- Exercise brief: According to the article on averages below, when is the mode the preferred average?

- Source excerpt:
───
How to determine the correct average value of data
By MUNGAI KIHANYA
The Sunday Nation
Nairobi,
17 December 2006
Reacting to last week’s article, Peter Ngash says, “…
the mean is misleading due to the fact that a few extremely large values
can inflate [it]… The median works better … [It] is the value in the
middle when the data is arranged in ascending order…”
You are entirely correct, Peter. There are several
ways of finding the average of a given set of data, namely, the mean,
the median and the mode. Last week I used the mean to demonstrate that
the opinion of a few people can accurately represent that of the whole
population. I started off by looking at the “average” height of an adult
male.
In that example, I was right to use the mean
(strictly speaking, arithmetic
mean) as the average because the data is unlikely to be widely
scattered – the height of adult males is fairly restricted within a
narrow range. However, if I was looking for the height of a human being,
the story would be different.
The data would vary from very many one-foot babies to
very few basketball playing giants. In that case, the mean would be a
misleading average and the median would be preferred.
The mode is another average that can also be used. It
is the most frequently occurring value in a set of data. For the height
of adult males (measured to the nearest centimetre), it is unlikely that
any value would appear more than once in a group of ten men.
Nevertheless, the mode is
the preferred average when dealing with discrete values. That is,
numbers of objects that do not come in fractions. For the example, what
is the average number of seats in a public service vehicle in
Kenya?
Now, if you counted the total number of seats in an
group buses, matatus and taxis and then calculated the mean, you would
definitely get an answer with a decimal value, but what is the meaning
of, say, 0.672 of a seat? Nonsense? May be!
It would be better to list down the numbers and then
determine the most frequently occurring one. The answer would be a
discrete quantity without a decimal part – as required. My guess is 14:
there seems to be more 14-seaters than any other kind.
Many people don’t know that there are two types of
mean – arithmetic and geometric. The most commonly used is the first
kind, where you add all the data and divide by the number of values. To
get the geometric mean, the numbers are multiplied and then the “n-th”
root of the product is determined
For example, if there two values, then find the
square root of the product; if there are three numbers, get the cube
root of the product; four values, the fourth root and so on. But why
would one need to do things in such a complicated way? Well, that is a
story for another day.
|
───
(Labeled-object pointing items)
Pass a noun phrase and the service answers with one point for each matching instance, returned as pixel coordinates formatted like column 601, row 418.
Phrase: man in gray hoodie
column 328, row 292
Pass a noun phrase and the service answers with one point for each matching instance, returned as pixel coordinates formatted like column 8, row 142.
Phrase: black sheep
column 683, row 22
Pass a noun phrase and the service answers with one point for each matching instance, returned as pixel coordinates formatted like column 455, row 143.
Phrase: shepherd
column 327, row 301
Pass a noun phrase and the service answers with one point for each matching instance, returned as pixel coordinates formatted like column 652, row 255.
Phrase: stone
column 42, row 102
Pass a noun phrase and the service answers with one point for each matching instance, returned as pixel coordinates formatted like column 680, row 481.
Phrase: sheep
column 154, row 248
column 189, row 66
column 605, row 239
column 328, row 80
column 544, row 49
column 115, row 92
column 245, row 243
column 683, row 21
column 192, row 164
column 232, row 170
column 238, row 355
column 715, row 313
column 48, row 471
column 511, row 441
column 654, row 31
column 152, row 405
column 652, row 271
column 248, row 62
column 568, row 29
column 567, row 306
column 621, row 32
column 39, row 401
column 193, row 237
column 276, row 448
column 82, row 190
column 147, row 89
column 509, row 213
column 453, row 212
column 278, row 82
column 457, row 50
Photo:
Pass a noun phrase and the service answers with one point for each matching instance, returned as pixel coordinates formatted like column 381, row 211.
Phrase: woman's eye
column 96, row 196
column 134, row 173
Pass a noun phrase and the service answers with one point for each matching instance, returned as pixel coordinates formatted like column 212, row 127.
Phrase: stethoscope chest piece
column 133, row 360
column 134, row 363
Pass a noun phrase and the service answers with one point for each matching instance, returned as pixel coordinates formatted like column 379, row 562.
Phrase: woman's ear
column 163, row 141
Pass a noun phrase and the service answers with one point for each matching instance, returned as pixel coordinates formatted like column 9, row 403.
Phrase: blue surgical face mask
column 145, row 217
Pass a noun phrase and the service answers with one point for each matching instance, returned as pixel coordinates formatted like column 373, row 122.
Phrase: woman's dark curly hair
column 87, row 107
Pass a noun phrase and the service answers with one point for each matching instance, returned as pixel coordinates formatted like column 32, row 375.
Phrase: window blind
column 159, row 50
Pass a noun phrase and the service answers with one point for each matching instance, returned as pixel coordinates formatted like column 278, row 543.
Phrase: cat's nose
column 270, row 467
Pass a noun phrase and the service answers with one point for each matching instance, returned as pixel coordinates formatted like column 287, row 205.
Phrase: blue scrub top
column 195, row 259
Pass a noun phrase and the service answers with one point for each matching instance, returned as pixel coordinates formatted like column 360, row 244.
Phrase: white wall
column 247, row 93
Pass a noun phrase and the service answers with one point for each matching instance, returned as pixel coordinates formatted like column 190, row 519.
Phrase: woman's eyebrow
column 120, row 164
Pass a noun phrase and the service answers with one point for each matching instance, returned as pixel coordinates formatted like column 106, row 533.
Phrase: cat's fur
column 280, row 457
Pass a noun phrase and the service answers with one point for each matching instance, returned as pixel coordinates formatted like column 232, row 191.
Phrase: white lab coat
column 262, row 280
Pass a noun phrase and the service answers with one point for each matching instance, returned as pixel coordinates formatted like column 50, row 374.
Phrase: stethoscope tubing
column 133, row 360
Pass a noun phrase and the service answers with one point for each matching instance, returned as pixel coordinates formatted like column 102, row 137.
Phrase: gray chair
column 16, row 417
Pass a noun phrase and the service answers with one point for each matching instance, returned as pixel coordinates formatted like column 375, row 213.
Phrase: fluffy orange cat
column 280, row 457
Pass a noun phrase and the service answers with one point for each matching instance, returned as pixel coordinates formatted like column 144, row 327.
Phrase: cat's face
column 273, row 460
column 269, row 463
───
- Exercise result: The mode is preferred when dealing with discrete values, meaning numbers of objects that do not come in fractions.